-- TEXT --
• • • •
Networks and complexity

[Dilbert cartoon removed]

Jane Hart alerted me to this cartoon, which is already being spread throughout the Net.

My first thoughts on reading this, after I laughed, are that social media are not about the latest web technologies and that they are of importance to more than just the marketing department. A cultural change is required in the way we organize our work because of two related factors: Networks & Complexity.

Wirearchy may be a neologism, but I’ve found it to be a most descriptive term for discussing what happens when you connect everyone via electronic networks. To paraphrase Jon Husband:

It is generally accepted that we live and work in an increasingly ‘wired’ world.

There are emerging patterns and dynamics related to interconnected people and interlinked information flows, which are bypassing established traditional structures and services.

The cynefin model shows that emergent practices are needed in order to manage in complex environments and novel practices are necessary for chaotic ones. Most of what we consider standard work today is being outsourced and automated. We are facing more complexity and chaos in our work because of our interconnectedness.

Living and working in non-hierarchical networks is our challenge this century. The effective use of social media, to learn from and with others, is essential for individuals and organizations to be productive in this networked age. That is why social learning is of great interest to me as a workplace learning professional and I’ve come to the realization that work is learning and learning is the workSocial learning is getting things done in networks.

There is little doubt that industrial management and all that it has created (chain of command, human resources, line & staff, production, etc.) are the wrong models for the emerging, networked workplace. This is a workplace with increasing numbers of free-agents and permanent employees who don’t have a job for life, especially as the average lifespan of corporations decreases while those of workers increases. Many workers, including white collar ones, can’t afford to retire. Existing management models and support functions were developed to keep things stable and ensure that people conformed to corporate culture. There is much less time to do that as workplace culture evolves with society, markets and technology.
• • • •
-- EXERCISE TASK 1 --
Count the lines in the records below that contain the string "ceiling", treating uppercase and lowercase as different. Give only the number.

Point annotation records:
• • • •
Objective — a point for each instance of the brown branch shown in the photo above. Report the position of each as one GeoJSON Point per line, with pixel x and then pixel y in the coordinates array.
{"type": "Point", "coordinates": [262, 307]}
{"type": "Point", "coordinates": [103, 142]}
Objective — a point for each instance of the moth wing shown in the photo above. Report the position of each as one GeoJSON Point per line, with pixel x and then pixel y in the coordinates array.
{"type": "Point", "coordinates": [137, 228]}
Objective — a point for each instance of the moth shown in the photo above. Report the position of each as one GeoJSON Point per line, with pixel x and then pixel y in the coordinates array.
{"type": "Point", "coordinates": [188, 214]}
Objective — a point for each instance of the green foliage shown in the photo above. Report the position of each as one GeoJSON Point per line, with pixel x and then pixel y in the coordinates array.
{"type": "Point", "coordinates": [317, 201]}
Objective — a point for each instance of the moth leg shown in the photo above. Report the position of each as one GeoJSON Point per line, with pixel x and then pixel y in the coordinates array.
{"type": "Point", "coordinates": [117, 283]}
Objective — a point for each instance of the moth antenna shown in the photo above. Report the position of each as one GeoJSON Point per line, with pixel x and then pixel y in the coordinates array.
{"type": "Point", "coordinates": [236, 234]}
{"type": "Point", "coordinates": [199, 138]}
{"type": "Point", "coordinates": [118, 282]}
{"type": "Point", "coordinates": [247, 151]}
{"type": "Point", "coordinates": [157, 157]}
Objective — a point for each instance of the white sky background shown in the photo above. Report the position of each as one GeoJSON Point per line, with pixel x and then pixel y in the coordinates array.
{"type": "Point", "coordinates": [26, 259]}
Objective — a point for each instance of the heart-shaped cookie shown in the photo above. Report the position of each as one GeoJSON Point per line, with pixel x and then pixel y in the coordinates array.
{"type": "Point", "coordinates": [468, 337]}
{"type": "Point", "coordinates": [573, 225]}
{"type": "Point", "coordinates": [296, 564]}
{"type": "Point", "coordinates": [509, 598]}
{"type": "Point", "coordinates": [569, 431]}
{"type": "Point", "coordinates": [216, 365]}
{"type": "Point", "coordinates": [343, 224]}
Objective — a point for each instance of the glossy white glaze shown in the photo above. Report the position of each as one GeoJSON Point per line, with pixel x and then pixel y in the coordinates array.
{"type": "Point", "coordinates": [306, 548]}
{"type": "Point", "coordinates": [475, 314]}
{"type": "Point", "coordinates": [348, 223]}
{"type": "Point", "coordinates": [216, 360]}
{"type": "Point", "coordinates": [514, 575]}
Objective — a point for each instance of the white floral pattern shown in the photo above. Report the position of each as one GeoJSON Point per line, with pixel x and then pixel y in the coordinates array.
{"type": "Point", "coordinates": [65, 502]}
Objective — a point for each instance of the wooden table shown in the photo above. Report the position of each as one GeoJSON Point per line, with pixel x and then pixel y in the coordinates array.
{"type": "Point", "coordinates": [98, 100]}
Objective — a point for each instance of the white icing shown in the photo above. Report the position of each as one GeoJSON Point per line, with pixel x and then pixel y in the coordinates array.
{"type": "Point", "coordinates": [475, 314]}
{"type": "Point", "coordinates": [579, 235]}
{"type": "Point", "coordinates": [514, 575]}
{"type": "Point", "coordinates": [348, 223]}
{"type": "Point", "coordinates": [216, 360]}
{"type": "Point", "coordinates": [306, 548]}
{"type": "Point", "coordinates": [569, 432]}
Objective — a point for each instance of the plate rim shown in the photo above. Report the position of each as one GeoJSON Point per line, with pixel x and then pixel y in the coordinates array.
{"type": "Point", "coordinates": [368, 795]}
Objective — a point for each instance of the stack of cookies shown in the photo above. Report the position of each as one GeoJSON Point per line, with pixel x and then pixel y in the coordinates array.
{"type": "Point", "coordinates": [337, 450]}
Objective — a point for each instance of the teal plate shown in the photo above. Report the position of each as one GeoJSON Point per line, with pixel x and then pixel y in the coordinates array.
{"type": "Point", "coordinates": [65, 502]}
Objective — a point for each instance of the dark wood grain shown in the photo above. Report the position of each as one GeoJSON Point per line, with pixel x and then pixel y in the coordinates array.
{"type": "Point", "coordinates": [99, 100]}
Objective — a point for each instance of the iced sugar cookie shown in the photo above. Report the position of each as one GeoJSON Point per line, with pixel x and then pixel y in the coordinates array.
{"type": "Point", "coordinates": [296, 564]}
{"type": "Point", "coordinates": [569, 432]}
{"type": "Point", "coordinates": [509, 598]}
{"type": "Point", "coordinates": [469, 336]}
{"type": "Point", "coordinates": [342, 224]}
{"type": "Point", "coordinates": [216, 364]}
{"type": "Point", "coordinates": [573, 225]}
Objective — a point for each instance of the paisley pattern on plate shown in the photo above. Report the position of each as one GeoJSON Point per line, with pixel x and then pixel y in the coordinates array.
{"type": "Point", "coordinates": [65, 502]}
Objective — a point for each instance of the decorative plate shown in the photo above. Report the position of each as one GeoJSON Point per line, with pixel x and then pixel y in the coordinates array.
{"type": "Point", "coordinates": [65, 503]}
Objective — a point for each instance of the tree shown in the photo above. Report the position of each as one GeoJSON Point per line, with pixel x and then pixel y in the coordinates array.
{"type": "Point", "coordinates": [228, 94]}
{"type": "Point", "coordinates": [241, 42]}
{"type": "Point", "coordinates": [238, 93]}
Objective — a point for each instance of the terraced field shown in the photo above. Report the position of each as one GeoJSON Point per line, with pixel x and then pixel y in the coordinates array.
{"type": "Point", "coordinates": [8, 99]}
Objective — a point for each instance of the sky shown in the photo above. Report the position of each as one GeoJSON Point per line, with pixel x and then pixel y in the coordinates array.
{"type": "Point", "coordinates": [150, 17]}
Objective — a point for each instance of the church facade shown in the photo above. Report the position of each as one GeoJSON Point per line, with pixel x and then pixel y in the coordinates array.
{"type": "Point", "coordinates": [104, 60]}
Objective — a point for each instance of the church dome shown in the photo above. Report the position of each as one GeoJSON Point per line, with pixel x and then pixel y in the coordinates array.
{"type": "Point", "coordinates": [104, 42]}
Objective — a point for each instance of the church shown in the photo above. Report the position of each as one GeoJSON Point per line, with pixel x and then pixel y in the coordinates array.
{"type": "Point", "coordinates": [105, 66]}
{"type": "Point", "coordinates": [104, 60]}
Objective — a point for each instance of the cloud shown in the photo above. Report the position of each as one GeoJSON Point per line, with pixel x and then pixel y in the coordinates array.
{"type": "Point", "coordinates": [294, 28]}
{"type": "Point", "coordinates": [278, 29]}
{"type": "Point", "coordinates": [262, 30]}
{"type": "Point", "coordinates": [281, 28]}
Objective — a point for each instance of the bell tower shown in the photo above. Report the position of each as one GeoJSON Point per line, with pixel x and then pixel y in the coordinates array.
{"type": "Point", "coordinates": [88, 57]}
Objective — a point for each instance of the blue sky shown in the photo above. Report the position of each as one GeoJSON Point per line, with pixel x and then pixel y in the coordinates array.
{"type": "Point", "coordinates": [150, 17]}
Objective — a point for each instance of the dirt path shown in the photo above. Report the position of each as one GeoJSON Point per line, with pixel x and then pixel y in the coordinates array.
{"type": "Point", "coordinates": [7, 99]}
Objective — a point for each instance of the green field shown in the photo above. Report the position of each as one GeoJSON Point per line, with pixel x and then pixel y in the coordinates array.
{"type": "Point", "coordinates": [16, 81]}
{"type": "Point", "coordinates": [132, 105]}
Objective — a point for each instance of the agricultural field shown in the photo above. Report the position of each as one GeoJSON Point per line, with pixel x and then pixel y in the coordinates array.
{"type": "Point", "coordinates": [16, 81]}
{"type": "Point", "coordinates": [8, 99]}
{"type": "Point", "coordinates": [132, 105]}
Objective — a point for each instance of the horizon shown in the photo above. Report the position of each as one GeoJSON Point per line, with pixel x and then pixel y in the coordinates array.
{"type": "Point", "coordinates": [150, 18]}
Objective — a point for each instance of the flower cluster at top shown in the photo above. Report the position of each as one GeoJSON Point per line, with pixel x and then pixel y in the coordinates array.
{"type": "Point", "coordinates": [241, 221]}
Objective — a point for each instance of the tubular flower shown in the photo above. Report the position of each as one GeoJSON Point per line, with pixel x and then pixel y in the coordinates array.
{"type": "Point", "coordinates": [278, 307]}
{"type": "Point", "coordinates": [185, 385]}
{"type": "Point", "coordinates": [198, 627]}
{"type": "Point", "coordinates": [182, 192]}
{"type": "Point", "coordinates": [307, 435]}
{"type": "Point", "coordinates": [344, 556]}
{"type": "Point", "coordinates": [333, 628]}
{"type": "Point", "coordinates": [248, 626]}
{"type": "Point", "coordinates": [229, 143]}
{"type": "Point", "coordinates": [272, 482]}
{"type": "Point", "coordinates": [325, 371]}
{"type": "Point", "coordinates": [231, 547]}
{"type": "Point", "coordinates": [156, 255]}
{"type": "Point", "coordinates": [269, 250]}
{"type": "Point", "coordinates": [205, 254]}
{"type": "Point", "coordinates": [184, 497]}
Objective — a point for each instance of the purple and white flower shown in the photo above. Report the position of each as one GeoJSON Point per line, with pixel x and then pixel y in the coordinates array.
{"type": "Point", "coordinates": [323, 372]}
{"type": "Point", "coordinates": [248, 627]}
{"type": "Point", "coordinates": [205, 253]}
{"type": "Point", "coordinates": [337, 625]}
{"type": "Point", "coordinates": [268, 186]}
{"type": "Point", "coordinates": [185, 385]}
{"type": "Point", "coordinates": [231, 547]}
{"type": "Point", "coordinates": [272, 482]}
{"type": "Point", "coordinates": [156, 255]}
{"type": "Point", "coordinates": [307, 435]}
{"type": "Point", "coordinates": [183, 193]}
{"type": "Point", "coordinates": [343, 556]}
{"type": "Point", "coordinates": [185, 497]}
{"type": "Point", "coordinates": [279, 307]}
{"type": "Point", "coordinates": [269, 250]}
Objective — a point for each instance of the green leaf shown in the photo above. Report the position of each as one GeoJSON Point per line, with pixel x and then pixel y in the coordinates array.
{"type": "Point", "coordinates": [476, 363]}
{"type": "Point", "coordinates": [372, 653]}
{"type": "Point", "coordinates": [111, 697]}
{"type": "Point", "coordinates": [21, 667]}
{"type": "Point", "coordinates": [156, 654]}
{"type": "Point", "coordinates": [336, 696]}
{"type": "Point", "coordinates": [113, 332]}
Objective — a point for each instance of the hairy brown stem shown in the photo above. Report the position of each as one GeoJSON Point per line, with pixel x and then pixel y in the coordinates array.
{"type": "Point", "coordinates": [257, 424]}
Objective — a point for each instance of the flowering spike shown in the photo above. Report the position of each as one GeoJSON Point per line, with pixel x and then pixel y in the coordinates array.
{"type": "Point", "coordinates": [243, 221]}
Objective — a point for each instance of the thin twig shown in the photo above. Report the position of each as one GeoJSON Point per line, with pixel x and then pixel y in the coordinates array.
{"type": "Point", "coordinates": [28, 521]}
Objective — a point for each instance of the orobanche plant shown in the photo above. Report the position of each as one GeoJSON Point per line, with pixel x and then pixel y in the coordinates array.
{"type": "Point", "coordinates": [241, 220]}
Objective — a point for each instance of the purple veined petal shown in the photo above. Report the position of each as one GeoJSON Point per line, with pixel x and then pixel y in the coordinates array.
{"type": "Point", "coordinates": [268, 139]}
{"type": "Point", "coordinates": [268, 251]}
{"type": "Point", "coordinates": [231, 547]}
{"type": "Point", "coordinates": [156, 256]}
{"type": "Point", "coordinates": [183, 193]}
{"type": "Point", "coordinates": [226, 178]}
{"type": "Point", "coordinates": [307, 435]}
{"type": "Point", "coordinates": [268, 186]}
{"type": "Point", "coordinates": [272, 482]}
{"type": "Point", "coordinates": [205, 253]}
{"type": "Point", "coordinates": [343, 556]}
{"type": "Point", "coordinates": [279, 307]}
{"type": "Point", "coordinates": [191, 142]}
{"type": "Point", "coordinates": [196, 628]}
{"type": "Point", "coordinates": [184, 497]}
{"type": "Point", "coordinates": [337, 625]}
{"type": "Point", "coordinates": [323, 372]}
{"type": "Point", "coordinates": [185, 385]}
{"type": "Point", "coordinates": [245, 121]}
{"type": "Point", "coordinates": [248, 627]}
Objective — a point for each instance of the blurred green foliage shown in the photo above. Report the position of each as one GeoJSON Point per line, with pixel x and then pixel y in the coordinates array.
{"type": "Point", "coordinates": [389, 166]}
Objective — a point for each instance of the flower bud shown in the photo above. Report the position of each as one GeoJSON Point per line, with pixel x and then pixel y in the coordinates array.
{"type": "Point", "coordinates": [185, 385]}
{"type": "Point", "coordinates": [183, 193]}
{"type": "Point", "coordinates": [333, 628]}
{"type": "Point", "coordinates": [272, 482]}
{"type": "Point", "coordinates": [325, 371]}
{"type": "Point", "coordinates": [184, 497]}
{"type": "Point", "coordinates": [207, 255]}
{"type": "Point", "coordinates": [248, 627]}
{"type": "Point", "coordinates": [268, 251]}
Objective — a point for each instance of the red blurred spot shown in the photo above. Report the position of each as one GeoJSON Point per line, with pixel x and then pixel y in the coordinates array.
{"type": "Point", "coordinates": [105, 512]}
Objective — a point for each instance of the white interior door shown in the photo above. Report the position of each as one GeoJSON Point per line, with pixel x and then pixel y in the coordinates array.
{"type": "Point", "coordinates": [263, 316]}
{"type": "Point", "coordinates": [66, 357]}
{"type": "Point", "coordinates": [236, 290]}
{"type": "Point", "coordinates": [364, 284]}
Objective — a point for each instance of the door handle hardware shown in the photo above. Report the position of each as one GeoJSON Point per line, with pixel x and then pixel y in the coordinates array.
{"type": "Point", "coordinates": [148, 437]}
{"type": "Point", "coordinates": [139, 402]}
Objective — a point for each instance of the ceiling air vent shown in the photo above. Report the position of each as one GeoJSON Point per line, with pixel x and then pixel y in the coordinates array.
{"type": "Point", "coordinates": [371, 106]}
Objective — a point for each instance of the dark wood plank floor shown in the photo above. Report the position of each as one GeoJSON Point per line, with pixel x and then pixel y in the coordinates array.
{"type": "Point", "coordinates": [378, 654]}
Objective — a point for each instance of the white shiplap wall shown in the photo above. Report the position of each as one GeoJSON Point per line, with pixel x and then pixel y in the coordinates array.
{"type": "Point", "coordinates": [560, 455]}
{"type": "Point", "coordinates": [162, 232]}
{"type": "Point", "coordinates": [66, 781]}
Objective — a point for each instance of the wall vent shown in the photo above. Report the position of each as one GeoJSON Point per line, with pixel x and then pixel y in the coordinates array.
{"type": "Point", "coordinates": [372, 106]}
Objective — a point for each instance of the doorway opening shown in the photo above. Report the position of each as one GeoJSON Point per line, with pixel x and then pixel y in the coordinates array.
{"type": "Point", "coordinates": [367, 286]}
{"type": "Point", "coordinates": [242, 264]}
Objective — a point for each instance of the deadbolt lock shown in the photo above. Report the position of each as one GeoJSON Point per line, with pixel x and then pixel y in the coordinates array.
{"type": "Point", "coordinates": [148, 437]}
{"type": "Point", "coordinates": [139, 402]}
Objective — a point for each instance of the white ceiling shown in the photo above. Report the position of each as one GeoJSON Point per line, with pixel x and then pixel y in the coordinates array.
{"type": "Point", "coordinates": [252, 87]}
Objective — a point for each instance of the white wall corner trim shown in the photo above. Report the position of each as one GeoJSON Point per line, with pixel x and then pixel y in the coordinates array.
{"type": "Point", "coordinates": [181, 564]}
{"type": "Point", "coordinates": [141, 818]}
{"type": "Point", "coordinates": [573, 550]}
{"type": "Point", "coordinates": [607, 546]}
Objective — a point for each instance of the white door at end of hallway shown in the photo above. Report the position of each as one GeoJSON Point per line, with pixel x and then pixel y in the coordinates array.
• • • •
-- EXERCISE TASK 2 --
Transcribe the stretch of the post on networks and complexity from "[Dilbert cartoon removed]" through "Networks & Complexity.".

-- TASK ANSWER 1 --
2

-- TASK ANSWER 2 --
[Dilbert cartoon removed]

Jane Hart alerted me to this cartoon, which is already being spread throughout the Net.

My first thoughts on reading this, after I laughed, are that social media are not about the latest web technologies and that they are of importance to more than just the marketing department. A cultural change is required in the way we organize our work because of two related factors: Networks & Complexity.